▶ **Tarea a realizar**
Reproduce el fragmento del texto sobre la educación tradicional que comienza con las palabras "La tendencia humana, sin" y termina con "un análisis serio.", y cambia "reglamentos" por "códigos".

▶ **Texto proporcionado**

○ ○ ○ ○

La educación tradicional recibe ataques cada vez más constantes, más mordaces, más destructivos por parte de un segmento nada despreciable de la sociedad.
Ciertamente, la ciencia de la educación ha dado pasos de gigante en los últimos tiempos. La conclusión es que muchos de los elementos más tradicionales funcionaron en su momento; empero, no son óptimos para la sociedad actual.
Métodos exitosos en el pasado se quedan cortos para la población de hoy, radicalmente distinta a la de un siglo atrás. Por tanto, ha habido cambios que, sin duda, significarán un mejoramiento en la calidad de la educación.
La tendencia humana, sin embargo, es el apego a los argumentos ad antiquitatem o ad novitatem: si descubrimos que algo nuevo funciona, desechamos lo anterior; o lo contrario, nos apegamos a lo tradicional sin explorar nuevas posibilidades. Ambos extremos son negativos porque se pierde el valioso aporte de cuanto nos ha precedido y limitan el avance.
Análisis profundo. Dos elementos tradicionales del sistema educativo que más reciben ataques son los reglamentos de disciplina y evaluación.
Es cierto, ambos proceden de una venerable historia y no siempre son acertados para la sociedad moderna, pero tampoco deben ser desechados de buenas a primeras, sin un análisis serio.
No se trata de cambiar por cambiar: debe haber un estudio previo para saber qué podemos aprovechar de ellos y qué conviene abandonar.
En mi práctica en el ámbito educativo, he escuchado a estudiantes, y a no pocos padres de familia, cuestionar el reglamento de disciplina. La hora de llegada, el uso de accesorios no permitidos, cierto vocabulario... diversos aspectos son defendidos con argumentos algunas veces bien creados, otras, chapuceros y sin sentido.
“Profe, pero yo no estudio con el pelo”, dicen algunos. “¿En qué afecta mis notas usar anillos?”, manifiestan otros. “Profe, son solo cinco minutos. La ausencia debería empezar después de diez".
Todas las veces les he dado la razón. Es cierto: usted no estudia con el pelo, usar anillos no afecta el rendimiento escolar ni es más justificable 5 minutos que 10 para determinar la ausencia.

○ ○ ○ ○

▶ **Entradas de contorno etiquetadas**

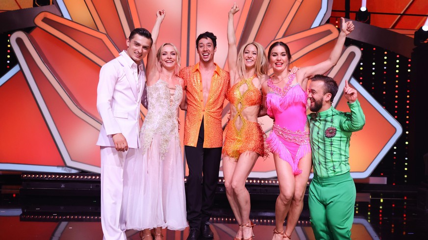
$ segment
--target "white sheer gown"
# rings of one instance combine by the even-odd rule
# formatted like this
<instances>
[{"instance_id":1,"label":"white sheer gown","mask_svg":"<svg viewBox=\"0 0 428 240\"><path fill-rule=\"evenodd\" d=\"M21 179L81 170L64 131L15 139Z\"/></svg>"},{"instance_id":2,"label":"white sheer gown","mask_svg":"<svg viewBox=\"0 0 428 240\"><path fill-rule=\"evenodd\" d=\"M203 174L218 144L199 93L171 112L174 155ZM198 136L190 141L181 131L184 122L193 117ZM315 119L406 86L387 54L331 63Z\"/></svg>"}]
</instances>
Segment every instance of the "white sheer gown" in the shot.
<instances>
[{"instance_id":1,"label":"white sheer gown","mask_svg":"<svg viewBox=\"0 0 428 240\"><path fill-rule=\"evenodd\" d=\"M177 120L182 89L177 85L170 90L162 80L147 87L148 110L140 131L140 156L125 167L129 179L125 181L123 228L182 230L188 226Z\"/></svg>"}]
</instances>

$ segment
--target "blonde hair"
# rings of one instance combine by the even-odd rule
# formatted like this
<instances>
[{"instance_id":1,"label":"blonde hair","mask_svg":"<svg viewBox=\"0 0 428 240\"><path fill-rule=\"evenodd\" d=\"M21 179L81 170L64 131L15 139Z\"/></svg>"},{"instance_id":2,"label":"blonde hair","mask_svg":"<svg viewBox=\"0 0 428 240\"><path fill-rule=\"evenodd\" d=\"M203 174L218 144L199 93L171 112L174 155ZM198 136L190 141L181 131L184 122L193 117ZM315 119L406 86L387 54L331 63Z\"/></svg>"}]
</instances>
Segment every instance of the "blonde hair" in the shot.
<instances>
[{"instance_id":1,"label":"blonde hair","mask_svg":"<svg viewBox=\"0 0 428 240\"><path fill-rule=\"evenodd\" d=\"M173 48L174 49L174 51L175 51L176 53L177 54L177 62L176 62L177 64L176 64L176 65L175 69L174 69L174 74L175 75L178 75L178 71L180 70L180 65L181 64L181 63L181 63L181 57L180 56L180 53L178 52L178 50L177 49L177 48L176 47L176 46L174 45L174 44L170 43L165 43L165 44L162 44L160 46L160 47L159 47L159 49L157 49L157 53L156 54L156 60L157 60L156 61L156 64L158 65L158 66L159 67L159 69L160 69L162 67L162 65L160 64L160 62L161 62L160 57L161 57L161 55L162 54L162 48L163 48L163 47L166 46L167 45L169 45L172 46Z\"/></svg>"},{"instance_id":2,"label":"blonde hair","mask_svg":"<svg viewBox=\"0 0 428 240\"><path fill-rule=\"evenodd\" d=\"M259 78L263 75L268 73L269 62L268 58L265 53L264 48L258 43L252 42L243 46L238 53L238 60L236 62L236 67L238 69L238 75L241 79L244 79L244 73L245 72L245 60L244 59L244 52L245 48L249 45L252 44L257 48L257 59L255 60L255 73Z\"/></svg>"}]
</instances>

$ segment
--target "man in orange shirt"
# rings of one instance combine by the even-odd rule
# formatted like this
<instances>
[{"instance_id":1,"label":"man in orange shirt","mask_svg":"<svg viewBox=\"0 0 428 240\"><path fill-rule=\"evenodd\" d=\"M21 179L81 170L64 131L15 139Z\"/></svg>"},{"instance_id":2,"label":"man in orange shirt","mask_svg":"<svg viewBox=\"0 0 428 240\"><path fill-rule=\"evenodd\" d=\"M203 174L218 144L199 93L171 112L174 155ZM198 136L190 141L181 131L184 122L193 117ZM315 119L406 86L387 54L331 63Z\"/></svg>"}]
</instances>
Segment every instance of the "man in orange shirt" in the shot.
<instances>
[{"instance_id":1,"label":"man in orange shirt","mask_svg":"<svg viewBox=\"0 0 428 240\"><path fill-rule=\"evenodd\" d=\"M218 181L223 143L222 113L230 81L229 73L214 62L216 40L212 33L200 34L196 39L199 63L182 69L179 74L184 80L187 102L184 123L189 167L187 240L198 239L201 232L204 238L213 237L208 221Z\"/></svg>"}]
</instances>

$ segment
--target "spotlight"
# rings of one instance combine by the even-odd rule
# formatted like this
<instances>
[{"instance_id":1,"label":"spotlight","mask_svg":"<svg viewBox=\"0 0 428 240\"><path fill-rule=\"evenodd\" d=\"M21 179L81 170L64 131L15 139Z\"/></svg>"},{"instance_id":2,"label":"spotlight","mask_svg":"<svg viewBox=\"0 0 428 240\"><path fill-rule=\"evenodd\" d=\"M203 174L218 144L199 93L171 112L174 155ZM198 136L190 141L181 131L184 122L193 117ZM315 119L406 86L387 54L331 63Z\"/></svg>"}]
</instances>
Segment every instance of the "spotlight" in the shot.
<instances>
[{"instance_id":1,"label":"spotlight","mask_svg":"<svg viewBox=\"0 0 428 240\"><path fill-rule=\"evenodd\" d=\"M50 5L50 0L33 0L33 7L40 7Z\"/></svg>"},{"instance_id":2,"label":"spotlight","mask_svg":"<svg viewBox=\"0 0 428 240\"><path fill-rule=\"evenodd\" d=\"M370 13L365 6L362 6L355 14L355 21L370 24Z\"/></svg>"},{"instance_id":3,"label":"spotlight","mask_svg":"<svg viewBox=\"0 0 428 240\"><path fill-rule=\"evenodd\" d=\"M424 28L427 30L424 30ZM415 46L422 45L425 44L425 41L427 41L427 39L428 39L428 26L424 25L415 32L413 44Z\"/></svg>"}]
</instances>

○ ○ ○ ○

▶ **Respuesta correcta**
La tendencia humana, sin embargo, es el apego a los argumentos ad antiquitatem o ad novitatem: si descubrimos que algo nuevo funciona, desechamos lo anterior; o lo contrario, nos apegamos a lo tradicional sin explorar nuevas posibilidades. Ambos extremos son negativos porque se pierde el valioso aporte de cuanto nos ha precedido y limitan el avance.
Análisis profundo. Dos elementos tradicionales del sistema educativo que más reciben ataques son los códigos de disciplina y evaluación.
Es cierto, ambos proceden de una venerable historia y no siempre son acertados para la sociedad moderna, pero tampoco deben ser desechados de buenas a primeras, sin un análisis serio.